TEXT PASSAGE:
........

These circumstances of form and content distinguish the speech at issue here from the more purely “commercial speech” described in prior cases. See, e.g., United Foods, supra, at 409 (commercial speech “usually defined as speech that does no more than propose a commercial transaction” (emphasis added)); Board of Trustees of State Univ. of N. Y. v. Fox, 492 U.S. 469, 473—474 (1989) (describing this as “the test”); Central Hudson, 447 U.S., at 561 (commercial speech defined as “expression related solely to the economic interests of the speaker and its audience” (emphasis added)). The speech here is unlike speech–say, the words “dolphin-safe tuna”–that commonly appears in more traditional advertising or labeling contexts. And it is unlike instances of speech where a communication’s contribution to public debate is peripheral, not central, cf. id., at 562—563, n. 5.

........

(Labeled-region records)
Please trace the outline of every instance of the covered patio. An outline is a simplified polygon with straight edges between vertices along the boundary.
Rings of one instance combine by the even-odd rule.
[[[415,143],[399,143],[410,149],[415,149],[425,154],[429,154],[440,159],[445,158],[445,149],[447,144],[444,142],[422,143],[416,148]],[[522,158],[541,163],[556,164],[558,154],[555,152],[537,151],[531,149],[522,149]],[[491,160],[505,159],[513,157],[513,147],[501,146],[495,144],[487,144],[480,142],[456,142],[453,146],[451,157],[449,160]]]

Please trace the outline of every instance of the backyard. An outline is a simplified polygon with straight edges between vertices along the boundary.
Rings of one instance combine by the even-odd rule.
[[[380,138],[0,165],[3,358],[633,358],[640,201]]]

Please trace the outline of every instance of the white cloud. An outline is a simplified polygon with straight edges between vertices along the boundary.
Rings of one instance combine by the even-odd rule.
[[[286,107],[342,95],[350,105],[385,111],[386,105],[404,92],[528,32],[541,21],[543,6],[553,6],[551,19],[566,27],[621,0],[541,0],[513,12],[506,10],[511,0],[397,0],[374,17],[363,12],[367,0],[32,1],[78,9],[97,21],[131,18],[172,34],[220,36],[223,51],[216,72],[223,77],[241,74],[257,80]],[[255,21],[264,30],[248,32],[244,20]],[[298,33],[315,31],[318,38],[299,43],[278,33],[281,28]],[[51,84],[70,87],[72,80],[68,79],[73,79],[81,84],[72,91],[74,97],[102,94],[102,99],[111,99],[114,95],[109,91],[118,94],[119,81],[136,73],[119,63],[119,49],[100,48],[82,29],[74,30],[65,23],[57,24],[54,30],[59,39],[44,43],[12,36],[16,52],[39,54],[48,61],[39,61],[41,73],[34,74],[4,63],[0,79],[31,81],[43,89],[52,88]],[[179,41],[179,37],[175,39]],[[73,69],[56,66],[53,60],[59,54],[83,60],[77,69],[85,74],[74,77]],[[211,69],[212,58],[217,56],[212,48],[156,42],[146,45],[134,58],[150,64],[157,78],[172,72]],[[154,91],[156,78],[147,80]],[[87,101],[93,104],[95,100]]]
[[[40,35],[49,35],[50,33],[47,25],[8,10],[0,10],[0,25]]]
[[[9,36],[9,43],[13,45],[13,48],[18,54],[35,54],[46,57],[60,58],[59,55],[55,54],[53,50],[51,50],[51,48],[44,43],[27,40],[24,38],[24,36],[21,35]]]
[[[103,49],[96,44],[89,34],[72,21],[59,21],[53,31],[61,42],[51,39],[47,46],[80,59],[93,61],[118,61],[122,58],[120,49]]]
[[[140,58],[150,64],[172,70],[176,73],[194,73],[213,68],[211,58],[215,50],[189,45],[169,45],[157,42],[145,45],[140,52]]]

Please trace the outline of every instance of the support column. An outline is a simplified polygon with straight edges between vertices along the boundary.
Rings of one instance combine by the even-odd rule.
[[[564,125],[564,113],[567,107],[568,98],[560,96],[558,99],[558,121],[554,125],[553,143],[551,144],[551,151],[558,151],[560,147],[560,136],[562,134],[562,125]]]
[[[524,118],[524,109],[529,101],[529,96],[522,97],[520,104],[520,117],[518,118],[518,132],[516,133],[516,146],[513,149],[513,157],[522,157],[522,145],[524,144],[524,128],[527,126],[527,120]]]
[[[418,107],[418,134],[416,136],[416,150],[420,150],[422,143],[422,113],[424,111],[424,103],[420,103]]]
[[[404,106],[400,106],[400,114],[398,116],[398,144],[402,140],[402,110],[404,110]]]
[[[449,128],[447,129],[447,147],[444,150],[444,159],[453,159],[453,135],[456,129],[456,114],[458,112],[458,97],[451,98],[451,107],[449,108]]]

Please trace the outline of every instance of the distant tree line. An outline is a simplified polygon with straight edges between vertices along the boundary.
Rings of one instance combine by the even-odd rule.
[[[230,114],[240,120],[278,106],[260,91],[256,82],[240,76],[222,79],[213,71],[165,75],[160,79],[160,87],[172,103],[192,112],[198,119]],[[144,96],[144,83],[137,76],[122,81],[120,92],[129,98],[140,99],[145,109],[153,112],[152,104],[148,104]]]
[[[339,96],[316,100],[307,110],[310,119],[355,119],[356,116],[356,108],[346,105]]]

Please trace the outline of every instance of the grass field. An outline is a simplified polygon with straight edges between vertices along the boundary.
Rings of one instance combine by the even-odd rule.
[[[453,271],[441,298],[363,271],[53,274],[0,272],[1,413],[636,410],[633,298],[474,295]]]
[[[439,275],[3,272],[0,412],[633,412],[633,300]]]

........

TASK LIST:
1. In the entries from the line containing "Please trace the outline of every instance of the grass" through the end, swap "straight edges" for "straight sides" and give those lines back with everything else unchanged.
2. Extend the passage on commercial speech from where it stops.

TASK ANSWERS:
1.
Please trace the outline of every instance of the grass field. An outline is a simplified polygon with straight sides between vertices along the boundary.
Rings of one instance combine by the even-odd rule.
[[[453,271],[441,298],[363,271],[53,274],[0,272],[1,413],[636,410],[633,298],[474,295]]]
[[[439,275],[3,272],[0,412],[633,412],[633,300]]]

2.
At the same time, the regulatory regime at issue here differs from traditional speech regulation in its use of private attorneys general authorized to impose “false advertising” liability even though they themselves have suffered no harm. See Cal. Bus. & Prof. Code Ann. §§17204, 17535 (West 1997). In this respect, the regulatory context is unlike most traditional false advertising regulation. And the “false advertising” context differs from other regulatory contexts–say, securities regulation–where a different balance of concerns calls for different applications of First Amendment principles. Cf. Ohralik v. Ohio State Bar Assn., 436 U.S. 447, 456—457 (1978).

These three sets of circumstances taken together–circumstances of format, content, and regulatory context– warrant treating the regulations of speech at issue differently from regulations of purer forms of commercial speech, such as simple product advertisements, that we have reviewed in the past. And, where all three are present, I believe the First Amendment demands heightened scrutiny.

Second, I doubt that this particular instance of regulation (through use of private attorneys general) can survive heightened scrutiny, for there is no reasonable “fit” between the burden it imposes upon speech and the important governmental “interest served,” Fox, supra, at 480. Rather, the burden imposed is disproportionate.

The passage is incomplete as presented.